> [What is expected]:
Return every line of the data below that contains the string "kayak".

> [Data for the task]:
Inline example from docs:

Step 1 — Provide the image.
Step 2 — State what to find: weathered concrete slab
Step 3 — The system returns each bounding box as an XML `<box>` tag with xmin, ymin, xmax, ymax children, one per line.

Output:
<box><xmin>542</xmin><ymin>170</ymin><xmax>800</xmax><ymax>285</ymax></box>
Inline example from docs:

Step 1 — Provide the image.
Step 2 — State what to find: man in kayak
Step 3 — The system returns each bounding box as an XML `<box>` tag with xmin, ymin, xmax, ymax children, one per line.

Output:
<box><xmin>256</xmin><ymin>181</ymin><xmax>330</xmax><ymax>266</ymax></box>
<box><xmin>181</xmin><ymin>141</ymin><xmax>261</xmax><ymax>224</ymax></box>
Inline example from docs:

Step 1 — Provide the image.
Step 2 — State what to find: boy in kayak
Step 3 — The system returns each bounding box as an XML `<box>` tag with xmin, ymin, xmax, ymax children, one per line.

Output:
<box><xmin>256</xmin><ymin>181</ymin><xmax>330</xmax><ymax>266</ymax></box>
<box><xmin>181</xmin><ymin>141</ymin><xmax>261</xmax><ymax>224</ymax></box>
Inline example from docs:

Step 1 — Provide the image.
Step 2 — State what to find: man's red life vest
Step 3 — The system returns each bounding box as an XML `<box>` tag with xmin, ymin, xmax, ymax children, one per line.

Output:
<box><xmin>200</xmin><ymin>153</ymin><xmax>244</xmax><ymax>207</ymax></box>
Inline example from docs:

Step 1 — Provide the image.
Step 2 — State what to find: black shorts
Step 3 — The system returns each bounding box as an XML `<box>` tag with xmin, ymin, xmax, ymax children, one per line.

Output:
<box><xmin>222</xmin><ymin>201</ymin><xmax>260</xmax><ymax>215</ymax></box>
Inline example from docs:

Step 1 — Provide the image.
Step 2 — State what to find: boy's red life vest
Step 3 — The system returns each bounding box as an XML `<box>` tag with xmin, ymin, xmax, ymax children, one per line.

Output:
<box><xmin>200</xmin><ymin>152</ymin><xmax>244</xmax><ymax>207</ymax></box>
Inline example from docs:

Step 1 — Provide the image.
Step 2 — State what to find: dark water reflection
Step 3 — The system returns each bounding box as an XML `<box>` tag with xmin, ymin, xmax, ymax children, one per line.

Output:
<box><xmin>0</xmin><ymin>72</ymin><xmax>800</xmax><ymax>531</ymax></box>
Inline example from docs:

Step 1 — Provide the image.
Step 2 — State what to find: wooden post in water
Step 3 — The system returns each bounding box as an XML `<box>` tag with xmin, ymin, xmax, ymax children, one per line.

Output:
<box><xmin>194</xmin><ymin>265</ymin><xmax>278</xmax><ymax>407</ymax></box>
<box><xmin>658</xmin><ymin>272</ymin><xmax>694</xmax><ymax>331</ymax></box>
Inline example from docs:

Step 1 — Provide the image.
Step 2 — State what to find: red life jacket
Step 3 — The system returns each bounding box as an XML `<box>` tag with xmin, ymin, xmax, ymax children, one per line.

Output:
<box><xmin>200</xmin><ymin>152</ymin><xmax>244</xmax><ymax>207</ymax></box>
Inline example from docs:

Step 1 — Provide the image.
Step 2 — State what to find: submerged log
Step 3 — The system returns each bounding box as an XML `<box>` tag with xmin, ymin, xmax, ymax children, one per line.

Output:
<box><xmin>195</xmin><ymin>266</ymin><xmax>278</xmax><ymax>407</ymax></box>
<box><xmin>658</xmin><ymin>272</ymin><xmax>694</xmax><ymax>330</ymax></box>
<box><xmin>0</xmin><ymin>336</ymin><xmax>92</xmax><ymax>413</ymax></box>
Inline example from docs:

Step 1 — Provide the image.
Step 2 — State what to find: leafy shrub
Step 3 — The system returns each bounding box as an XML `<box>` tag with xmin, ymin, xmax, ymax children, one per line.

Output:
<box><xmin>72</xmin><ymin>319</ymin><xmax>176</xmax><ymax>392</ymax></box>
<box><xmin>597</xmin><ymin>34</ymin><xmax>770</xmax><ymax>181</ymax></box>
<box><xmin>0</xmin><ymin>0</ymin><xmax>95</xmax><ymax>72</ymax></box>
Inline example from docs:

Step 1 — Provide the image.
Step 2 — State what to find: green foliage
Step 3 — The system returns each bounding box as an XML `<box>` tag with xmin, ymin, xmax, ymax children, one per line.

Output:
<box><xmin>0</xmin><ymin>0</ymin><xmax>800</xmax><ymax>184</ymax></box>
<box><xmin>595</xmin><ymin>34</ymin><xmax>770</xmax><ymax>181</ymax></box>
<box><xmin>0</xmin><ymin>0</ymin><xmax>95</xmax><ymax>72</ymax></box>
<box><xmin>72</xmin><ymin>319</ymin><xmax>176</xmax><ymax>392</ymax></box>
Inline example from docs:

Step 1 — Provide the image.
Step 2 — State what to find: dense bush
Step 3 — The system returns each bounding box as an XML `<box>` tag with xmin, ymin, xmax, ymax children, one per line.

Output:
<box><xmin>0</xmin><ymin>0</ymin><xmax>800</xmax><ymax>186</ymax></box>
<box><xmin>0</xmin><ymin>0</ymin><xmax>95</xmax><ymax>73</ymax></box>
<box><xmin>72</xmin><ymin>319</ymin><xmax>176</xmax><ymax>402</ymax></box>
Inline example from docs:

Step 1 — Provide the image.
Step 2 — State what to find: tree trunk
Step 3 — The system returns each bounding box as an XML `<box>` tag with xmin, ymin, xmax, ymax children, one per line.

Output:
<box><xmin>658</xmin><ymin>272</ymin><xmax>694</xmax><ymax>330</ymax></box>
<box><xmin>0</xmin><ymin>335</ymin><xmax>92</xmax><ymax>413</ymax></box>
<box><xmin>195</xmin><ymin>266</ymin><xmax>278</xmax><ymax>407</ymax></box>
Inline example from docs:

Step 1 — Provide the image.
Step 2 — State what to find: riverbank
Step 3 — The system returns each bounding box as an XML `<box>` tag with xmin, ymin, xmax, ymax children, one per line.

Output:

> [Task result]:
Step 2 — State what to find: man in kayak
Step 2 — State what to find: boy in kayak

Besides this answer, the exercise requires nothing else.